[Collected data entries]
____

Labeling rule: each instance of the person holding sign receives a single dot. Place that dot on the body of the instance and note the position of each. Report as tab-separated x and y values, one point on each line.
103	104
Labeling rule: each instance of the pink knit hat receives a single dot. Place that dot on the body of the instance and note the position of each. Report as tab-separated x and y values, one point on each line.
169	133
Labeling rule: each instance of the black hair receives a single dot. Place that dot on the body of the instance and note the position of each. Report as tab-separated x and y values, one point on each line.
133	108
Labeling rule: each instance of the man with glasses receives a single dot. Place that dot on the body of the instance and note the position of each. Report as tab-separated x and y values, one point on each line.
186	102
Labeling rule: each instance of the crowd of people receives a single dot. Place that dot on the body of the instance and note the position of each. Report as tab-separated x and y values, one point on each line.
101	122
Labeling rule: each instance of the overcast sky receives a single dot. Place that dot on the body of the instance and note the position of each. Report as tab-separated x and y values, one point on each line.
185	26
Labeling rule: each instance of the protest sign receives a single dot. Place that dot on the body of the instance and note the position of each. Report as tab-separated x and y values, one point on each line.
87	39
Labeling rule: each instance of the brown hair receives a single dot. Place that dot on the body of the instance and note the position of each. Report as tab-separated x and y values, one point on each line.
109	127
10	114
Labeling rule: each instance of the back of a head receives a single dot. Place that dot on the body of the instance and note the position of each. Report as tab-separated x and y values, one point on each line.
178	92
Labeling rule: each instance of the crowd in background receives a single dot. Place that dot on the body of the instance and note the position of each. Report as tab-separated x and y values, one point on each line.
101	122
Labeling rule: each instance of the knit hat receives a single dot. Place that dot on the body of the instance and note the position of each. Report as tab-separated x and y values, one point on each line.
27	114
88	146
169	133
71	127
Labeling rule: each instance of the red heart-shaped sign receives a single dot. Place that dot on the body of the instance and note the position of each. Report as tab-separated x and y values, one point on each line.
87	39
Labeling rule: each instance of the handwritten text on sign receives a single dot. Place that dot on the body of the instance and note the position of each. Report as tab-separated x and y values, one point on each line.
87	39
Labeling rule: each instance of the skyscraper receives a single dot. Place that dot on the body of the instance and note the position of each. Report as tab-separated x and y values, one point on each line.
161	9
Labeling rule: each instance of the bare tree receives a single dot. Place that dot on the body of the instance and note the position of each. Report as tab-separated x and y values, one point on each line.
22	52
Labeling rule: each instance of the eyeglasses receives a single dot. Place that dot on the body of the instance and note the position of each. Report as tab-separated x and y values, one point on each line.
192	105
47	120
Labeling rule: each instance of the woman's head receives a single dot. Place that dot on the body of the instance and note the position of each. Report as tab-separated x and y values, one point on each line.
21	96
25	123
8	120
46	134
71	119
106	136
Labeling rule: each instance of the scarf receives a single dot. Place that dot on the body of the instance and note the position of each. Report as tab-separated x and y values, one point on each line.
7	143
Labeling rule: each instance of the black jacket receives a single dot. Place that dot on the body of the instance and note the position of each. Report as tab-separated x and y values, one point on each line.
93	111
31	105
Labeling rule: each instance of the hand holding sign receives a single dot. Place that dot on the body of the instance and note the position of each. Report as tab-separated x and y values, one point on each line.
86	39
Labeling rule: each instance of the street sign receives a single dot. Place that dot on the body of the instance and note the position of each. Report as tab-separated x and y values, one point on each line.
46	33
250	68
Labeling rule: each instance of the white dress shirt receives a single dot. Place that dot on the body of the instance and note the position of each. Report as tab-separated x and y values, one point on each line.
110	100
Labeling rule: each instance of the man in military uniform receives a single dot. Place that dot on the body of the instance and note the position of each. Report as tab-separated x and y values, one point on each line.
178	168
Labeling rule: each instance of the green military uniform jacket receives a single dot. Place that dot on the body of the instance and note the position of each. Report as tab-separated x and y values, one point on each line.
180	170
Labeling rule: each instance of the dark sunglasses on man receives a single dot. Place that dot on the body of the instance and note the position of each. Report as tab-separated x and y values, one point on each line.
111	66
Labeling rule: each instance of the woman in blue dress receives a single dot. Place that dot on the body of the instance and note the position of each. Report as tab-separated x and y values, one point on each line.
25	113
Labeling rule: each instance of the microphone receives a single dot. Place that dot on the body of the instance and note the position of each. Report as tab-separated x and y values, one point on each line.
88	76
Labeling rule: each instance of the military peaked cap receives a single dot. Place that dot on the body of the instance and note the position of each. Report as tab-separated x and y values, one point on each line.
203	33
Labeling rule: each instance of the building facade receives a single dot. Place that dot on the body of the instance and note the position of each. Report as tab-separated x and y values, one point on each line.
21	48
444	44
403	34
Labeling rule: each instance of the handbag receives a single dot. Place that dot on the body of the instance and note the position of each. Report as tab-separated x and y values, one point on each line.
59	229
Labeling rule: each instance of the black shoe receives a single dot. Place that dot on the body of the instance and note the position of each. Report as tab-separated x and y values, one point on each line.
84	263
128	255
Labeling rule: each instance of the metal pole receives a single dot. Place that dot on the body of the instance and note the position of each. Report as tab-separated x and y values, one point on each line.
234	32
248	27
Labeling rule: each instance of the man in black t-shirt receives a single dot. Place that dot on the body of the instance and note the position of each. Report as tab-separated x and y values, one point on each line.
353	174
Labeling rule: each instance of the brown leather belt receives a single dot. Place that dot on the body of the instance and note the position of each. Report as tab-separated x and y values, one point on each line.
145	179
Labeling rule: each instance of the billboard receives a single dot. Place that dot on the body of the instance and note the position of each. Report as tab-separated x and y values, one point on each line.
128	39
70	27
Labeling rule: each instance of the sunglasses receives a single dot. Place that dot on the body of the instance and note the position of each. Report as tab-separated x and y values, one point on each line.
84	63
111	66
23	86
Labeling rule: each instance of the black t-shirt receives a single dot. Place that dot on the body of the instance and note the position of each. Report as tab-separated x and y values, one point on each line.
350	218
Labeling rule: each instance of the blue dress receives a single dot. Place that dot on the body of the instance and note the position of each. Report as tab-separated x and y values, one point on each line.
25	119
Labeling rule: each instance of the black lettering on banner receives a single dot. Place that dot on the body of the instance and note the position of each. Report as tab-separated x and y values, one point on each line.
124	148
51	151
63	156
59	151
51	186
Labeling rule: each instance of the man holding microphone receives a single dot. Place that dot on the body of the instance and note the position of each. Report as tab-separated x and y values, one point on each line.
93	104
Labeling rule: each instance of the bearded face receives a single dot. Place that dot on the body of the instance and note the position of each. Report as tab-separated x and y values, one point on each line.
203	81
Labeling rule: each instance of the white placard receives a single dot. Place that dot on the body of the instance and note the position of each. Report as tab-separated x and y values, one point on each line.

____

* [Exercise objective]: All the records, from start to finish, are to be repeated exactly.

* [Result for this exercise]:
Labeling rule: each instance of the person holding sign receives a single dot. Place that dot on the body of the instance and note the position of each. Report as tab-separated x and y values, one point on each line.
103	104
Labeling rule: each instance of the pink knit hat receives a single dot. Place that dot on the body of the instance and note the position of each. Report as tab-separated x and y values, one point on each line.
169	133
Labeling rule: each instance of the black hair receives a single dot. Place that dot on the body of the instance and note the position of each. Report as tab-separated x and y values, one point on each line.
133	108
Labeling rule: each instance of the man with glasses receives a single dot. Place that dot on the body of the instance and note the position of each. Report as tab-separated x and y values, one point on each line.
186	102
Labeling rule: each instance of the crowd of people receives a single dot. Place that dot on the body of the instance and note the position of each. Report as tab-separated x and y values, one point on each line.
101	122
Labeling rule: each instance of the overcast sky receives a single dot. Place that dot on the body of the instance and note the position of each. Report as tab-separated x and y values, one point on each line.
185	26
Labeling rule: each instance of the protest sign receives a single dot. Place that dot on the body of the instance and note the position of each. Report as tab-separated x and y values, one point on each line.
87	39
Labeling rule: each instance of the brown hair receives a single dot. Place that dot on the body of the instance and note the position of each. Report as tab-separated x and y values, one point on each line.
109	127
10	114
Labeling rule: each instance of the back of a head receives a single dot. Place that dot on the body of the instance and note the position of each. Report as tab-separated x and y values, one point on each line.
178	92
Labeling rule: each instance of the crowd in background receives a single dot. Place that dot on the body of the instance and note the position of each. Report as tab-separated x and y values, one point on each line.
101	122
Labeling rule: each instance of the knit hat receives a single dot. Place that dot on the body of the instance and note the position of each. Report as tab-separated x and y values, one point on each line.
27	114
88	146
169	133
71	127
Labeling rule: each instance of the red heart-shaped sign receives a single dot. Place that dot on the body of the instance and note the position of each. Report as tab-separated x and y values, one point on each line.
87	39
Labeling rule: each instance of the handwritten text on sign receives a single dot. Place that dot on the body of the instance and note the position of each. Report as tab-separated x and y values, one point on each line.
87	39
Labeling rule: each instance of the skyscraper receives a single dot. Place that dot on the body of the instance and note the position of each. Report as tab-separated x and y values, one point on each line.
161	9
Labeling rule: each instance of the bare tree receives a single dot. Place that dot on the body of the instance and note the position of each. Report as tab-separated x and y values, one point on each line.
22	52
Labeling rule: each instance of the eyeglasses receives a single dot. Place that dot on the body of the instance and note the position of each. Report as tab-separated x and y values, one point on each line.
192	105
47	120
Labeling rule: each instance of the woman's head receives a single dot. Place that dot on the body of the instance and note the position of each. Report as tab-separated x and y values, one point on each line.
21	96
25	123
8	120
46	134
71	119
106	136
Labeling rule: each instance of the scarf receives a single dot. Place that dot on the body of the instance and note the position of each. Report as tab-separated x and y values, one point on each line.
7	143
Labeling rule: each instance of the black jacket receives a single dot. Place that dot on the body of the instance and note the position of each. Report as tab-separated x and y values, one point on each line.
93	111
31	105
Labeling rule: each instance of the hand holding sign receives a single dot. Place that dot on the body of the instance and note the position of each. Report as tab-separated x and y values, one point on each line.
86	39
Labeling rule: each instance of the street sign receives a single dot. Place that dot on the body of the instance and note the position of each. Report as tab-separated x and y values, one point on each line.
46	33
250	68
Labeling rule: each instance of the white dress shirt receives a single dot. Place that dot on the body of the instance and note the position of each. Report as tab-separated x and y values, one point on each line.
110	100
Labeling rule: each instance of the man in military uniform receives a single dot. Place that dot on the body of the instance and note the position of each. Report as tab-separated x and y values, one point on each line.
178	168
Labeling rule: each instance of the green military uniform jacket receives a single dot. Place that dot on the body of the instance and note the position of each. Report as tab-separated x and y values, one point on each line.
180	170
Labeling rule: each instance of the dark sunglasses on man receives a single dot. Place that dot on the body of the instance and note the position of each. Report as tab-separated x and y values, one point on each line.
111	66
Labeling rule: each instance of the woman in blue dress receives a single dot. Place that dot on the body of the instance and note the position of each. Report as tab-separated x and y values, one point on each line.
25	113
Labeling rule: each instance of the microphone receives a single dot. Place that dot on the body of the instance and note the position of each. Report as tab-separated x and y values, one point on each line.
88	76
Labeling rule: each instance of the military peaked cap receives a single dot. Place that dot on the body of the instance and note the position of each. Report as tab-separated x and y values, one point on each line.
203	33
Labeling rule: each instance of the building facade receives a single dot. Place that dot on the body of the instance and note the position of each. Report as tab-separated x and y values, one point on each line.
21	48
444	44
403	34
Labeling rule: each instance of the handbag receives a single dot. Place that dot on the body of the instance and note the position of each. Report as tab-separated x and y values, one point on each line.
59	229
Labeling rule: each instance of the black shoe receives a single dot. Place that dot on the body of the instance and note the position of each. Report as tab-separated x and y values, one point on each line.
84	263
128	255
Labeling rule: each instance of the metal pole receives a single dot. Place that dot on the body of the instance and note the position of each. Report as tab-separated x and y values, one point on each line.
234	32
248	27
Labeling rule: each instance of the man in black t-shirt receives a single dot. Place that dot on the body of the instance and note the position of each. Report as tab-separated x and y values, one point on each line.
353	174
Labeling rule: each instance of the brown leather belt receives a single dot. Place that dot on the body of the instance and note the position of each. Report as tab-separated x and y values, one point on each line.
145	179
Labeling rule: each instance of the billboard receives a single dot. Place that dot on the body of the instance and note the position of each. Report as tab-separated x and y values, one point on each line.
128	39
70	27
Labeling rule: each instance of the sunglasses receives a single dot. Place that dot on the body of the instance and note the position of each. Report as tab-separated x and y values, one point on each line.
84	63
111	66
23	86
Labeling rule: each instance of the black t-shirt receives a single dot. Place that dot on the body of the instance and note the position of each. Report as tab-separated x and y values, one point on each line.
350	218
Labeling rule: each instance of the blue dress receives a single dot. Place that dot on the body of the instance and note the position of each. Report as tab-separated x and y values, one point on each line.
25	119
Labeling rule: each instance of the black lettering on banner receives a single dot. Place that dot on the body of the instance and note the position of each. Report as tab-separated x and y values, one point on each line.
124	148
51	151
63	156
59	151
51	186
Labeling rule: each instance of the man holding microphone receives a single dot. Place that dot on the body of the instance and note the position of each. Report as tab-separated x and y values, one point on each line.
93	104
Labeling rule: each instance of the bearded face receives a single dot. Place that dot on the body of the instance and note the position of each. Report as tab-separated x and y values, one point on each line.
203	81
Labeling rule: each instance of the white placard receives a single dot. Place that dot on the body of the instance and note the position of each. Report as tab-separated x and y values, one point on each line.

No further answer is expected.